> **PAGE EXTRACT**
━━━━
The Alter Retina: Alternative Splicing of Retinal Genes in Health and Disease

Abstract

Alternative splicing of mRNA is an essential mechanism to regulate and increase the diversity of the transcriptome and proteome. Alternative splicing frequently occurs in a tissue- or time-specific manner, contributing to differential gene expression between cell types during development. Neural tissues present extremely complex splicing programs and display the highest number of alternative splicing events. As an extension of the central nervous system, the retina constitutes an excellent system to illustrate the high diversity of neural transcripts. The retina expresses retinal specific splicing factors and produces a large number of alternative transcripts, including exclusive tissue-specific exons, which require an exquisite regulation. In fact, a current challenge in the genetic diagnosis of inherited retinal diseases stems from the lack of information regarding alternative splicing of retinal genes, as a considerable percentage of mutations alter splicing or the relative production of alternative transcripts. Modulation of alternative splicing in the retina is also instrumental in the design of novel therapeutic approaches for retinal dystrophies, since it enables precision medicine for specific mutations.

Keywords: alternative splicing; deep intronic variants; inherited retinal dystrophies; microexons; non-canonical splice site variants; retina; splicing factors.

Figure 1

Alternative splicing in the neural retina. (A) Common mechanisms of alternative splicing in the retina. Boxes represent exons, lines represent introns, promoters are represented with arrows and polyadenylation sites are indicated with -AAAA. Exon regions included in the alternative transcript are colored. (B) Microexons have a role in late neurogenesis and are relevant in neurological disorders. The reduced expression of neural-specific splicing factors that regulate the inclusion of microexons is linked to the altered splicing of microexons in patients with neurological disorders. (C) Novel alternative splicing events in the human retina detected by RNA sequencing (data from [35]).
━━━━
> **RECORD EXTRACTS**
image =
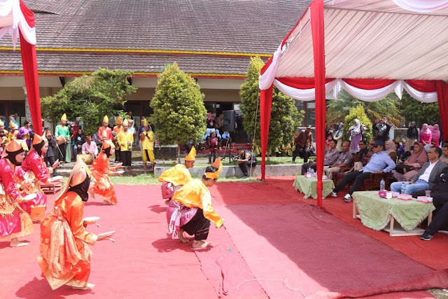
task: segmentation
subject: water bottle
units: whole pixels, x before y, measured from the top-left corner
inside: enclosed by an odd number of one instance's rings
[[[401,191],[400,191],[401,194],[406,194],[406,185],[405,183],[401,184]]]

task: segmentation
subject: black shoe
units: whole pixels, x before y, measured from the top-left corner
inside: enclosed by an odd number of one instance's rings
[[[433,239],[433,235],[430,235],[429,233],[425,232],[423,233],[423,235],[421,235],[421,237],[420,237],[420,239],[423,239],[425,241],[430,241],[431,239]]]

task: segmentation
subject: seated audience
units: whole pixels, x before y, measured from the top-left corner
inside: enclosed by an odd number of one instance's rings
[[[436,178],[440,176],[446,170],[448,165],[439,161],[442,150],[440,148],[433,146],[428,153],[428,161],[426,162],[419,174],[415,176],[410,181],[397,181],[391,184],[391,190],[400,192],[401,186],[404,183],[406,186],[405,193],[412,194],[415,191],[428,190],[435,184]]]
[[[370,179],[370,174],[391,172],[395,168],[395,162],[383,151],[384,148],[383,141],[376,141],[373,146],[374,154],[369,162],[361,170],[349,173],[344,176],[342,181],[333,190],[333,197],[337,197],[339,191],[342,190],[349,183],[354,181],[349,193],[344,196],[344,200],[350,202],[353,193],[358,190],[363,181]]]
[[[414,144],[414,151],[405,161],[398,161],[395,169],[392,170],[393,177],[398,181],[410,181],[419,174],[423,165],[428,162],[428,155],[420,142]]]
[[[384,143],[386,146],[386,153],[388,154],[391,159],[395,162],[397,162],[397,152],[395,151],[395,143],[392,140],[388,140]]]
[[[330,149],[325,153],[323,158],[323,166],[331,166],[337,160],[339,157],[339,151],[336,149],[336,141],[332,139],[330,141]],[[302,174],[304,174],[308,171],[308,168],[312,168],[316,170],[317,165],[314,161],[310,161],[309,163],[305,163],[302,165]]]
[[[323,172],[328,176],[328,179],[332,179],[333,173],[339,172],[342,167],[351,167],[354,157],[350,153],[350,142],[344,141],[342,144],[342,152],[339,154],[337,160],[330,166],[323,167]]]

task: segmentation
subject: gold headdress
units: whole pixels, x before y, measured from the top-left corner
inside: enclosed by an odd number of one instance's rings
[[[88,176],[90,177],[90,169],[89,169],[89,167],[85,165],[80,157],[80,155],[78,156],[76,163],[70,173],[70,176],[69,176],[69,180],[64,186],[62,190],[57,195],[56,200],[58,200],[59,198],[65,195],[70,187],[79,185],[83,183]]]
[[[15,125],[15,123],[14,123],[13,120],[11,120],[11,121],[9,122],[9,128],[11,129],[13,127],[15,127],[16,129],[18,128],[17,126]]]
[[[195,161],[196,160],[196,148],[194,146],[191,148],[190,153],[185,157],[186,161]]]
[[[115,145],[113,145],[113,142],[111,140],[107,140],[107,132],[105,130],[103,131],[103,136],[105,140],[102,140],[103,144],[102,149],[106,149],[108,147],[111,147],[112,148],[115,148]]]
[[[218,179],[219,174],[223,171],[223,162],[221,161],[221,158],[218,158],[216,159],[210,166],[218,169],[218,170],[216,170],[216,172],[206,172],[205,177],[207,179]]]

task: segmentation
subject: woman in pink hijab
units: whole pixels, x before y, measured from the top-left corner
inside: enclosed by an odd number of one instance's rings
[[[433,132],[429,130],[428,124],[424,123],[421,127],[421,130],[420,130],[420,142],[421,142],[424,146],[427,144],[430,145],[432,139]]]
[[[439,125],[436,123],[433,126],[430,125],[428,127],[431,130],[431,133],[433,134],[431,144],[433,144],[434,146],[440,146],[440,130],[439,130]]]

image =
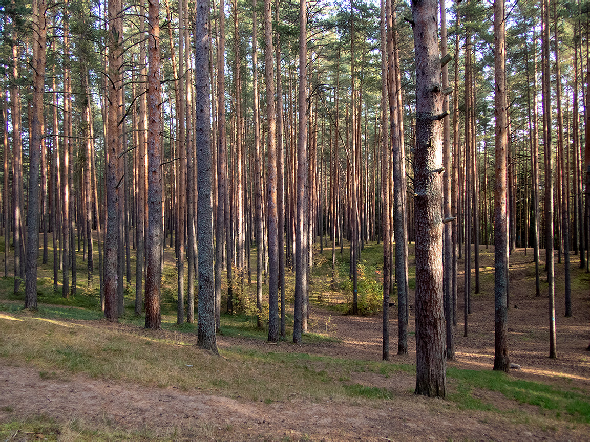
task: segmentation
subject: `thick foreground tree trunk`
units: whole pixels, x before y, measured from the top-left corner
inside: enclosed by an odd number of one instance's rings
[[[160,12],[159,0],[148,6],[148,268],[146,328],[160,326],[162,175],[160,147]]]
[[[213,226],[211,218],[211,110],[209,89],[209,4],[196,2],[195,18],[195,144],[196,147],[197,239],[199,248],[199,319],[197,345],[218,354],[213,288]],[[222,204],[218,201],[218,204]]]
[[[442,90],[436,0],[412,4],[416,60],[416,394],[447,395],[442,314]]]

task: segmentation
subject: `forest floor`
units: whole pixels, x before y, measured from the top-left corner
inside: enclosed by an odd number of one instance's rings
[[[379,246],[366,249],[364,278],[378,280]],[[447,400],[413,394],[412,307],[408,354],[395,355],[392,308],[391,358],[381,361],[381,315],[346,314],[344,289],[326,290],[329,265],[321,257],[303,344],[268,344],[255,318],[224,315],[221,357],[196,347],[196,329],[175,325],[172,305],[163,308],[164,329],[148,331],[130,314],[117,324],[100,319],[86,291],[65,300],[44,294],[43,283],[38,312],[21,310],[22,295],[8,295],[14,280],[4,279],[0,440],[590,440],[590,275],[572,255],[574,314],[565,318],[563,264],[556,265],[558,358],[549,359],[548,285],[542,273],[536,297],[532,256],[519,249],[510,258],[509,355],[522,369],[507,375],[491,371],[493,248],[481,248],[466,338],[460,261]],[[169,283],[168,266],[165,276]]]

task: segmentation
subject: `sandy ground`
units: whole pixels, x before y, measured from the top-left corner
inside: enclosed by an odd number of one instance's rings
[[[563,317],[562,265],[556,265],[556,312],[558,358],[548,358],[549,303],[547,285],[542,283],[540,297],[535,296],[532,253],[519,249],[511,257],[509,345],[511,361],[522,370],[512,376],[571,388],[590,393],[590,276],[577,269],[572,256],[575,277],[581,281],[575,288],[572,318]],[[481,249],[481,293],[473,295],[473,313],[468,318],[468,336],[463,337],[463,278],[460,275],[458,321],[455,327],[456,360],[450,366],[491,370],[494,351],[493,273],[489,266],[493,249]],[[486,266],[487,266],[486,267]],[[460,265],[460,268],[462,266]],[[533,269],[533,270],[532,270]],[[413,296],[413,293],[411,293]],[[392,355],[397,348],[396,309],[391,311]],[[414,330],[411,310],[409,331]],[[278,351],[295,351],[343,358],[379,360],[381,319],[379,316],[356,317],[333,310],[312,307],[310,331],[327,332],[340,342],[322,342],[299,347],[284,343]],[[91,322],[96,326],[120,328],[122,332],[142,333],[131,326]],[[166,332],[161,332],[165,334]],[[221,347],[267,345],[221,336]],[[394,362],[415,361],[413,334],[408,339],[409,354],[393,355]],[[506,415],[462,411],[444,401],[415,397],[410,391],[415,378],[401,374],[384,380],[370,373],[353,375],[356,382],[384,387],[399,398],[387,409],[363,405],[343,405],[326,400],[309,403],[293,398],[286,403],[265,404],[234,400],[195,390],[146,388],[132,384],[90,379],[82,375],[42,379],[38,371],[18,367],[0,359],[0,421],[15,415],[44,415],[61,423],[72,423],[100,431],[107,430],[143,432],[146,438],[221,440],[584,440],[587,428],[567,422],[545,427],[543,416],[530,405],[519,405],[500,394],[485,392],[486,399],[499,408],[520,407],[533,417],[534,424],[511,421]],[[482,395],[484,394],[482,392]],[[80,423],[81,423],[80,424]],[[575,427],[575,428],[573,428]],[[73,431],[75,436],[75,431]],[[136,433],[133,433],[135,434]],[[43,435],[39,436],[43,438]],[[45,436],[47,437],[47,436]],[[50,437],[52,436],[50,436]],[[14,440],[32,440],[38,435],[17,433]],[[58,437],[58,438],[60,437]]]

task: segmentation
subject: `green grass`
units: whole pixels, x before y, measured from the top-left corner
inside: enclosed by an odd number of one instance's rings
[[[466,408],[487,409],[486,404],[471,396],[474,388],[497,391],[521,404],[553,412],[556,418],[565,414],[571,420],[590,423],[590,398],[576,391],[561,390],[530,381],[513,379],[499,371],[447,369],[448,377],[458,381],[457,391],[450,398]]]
━━━━
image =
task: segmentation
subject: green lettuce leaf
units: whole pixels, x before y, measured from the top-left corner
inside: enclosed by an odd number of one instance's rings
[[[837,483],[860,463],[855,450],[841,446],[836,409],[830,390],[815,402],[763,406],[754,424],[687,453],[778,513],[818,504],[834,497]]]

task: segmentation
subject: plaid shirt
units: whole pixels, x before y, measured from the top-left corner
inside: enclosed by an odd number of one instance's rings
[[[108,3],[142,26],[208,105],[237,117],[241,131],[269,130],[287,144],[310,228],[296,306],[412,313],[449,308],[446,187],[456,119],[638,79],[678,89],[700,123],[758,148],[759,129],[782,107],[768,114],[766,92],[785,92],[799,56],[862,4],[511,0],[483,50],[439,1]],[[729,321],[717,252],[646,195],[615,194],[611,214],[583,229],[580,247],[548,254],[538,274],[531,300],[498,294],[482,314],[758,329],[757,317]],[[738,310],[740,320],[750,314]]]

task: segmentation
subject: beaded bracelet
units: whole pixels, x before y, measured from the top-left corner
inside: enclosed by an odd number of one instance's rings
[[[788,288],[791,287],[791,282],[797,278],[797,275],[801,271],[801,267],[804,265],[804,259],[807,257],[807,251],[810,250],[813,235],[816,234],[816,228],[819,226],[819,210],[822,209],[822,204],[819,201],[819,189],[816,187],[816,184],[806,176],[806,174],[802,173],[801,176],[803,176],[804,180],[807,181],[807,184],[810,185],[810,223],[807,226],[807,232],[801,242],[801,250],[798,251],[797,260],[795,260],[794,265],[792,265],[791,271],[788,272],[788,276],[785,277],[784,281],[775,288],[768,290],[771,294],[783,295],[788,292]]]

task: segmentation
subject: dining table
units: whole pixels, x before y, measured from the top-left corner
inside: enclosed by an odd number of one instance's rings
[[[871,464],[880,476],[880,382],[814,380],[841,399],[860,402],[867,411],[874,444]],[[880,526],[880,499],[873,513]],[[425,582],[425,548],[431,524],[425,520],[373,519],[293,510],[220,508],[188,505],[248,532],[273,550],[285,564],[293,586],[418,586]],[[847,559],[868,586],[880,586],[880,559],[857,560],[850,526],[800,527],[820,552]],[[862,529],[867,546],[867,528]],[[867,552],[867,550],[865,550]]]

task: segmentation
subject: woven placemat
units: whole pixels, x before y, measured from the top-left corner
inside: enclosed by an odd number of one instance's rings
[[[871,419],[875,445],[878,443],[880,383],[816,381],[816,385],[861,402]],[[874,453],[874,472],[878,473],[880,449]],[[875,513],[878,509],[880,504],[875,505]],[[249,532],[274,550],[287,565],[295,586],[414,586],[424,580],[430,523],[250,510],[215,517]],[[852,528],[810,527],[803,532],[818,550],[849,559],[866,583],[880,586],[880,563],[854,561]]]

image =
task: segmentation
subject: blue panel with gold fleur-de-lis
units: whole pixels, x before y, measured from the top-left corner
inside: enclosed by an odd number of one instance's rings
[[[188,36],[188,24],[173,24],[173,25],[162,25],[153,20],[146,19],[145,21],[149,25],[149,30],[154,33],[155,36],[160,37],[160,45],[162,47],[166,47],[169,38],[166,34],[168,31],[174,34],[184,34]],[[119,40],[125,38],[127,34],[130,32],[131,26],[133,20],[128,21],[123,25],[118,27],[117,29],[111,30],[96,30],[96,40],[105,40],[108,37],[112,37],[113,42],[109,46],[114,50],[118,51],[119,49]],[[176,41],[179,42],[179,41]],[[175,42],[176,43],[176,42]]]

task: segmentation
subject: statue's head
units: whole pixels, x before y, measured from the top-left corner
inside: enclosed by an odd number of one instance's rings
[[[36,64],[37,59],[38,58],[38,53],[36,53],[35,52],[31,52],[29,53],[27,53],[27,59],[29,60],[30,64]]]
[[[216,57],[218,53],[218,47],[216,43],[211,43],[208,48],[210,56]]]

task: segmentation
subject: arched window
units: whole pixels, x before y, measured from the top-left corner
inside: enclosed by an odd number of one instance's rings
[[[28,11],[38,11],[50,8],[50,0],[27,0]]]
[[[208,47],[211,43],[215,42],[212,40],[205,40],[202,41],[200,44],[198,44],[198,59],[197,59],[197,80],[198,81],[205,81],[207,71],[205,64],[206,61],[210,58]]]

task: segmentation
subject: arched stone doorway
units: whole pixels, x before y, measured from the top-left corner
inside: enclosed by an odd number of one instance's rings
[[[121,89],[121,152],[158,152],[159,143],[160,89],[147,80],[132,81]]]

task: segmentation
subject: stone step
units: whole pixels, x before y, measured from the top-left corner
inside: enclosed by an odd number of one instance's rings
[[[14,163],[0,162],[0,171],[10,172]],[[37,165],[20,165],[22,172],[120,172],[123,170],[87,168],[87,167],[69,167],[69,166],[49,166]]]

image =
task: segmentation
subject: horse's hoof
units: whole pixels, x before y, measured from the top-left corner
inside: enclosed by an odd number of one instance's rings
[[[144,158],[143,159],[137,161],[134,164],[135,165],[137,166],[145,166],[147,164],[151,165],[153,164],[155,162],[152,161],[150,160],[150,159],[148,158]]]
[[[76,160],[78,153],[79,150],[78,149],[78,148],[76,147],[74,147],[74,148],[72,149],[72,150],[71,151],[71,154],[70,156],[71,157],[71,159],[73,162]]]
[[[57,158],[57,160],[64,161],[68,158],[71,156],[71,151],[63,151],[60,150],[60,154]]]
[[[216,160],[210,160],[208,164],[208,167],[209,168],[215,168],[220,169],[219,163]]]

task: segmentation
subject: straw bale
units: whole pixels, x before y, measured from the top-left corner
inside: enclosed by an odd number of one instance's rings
━━━━
Please rewrite part of the retinal splicing article, beginning at "Alternative splicing in the neural" and stopping after "(data from [35]).", with "poly(A) sites" in place of "polyadenylation sites". The material has no connection to the retinal splicing article.

> **REPLY TO THE TASK**
Alternative splicing in the neural retina. (A) Common mechanisms of alternative splicing in the retina. Boxes represent exons, lines represent introns, promoters are represented with arrows and poly(A) sites are indicated with -AAAA. Exon regions included in the alternative transcript are colored. (B) Microexons have a role in late neurogenesis and are relevant in neurological disorders. The reduced expression of neural-specific splicing factors that regulate the inclusion of microexons is linked to the altered splicing of microexons in patients with neurological disorders. (C) Novel alternative splicing events in the human retina detected by RNA sequencing (data from [35]).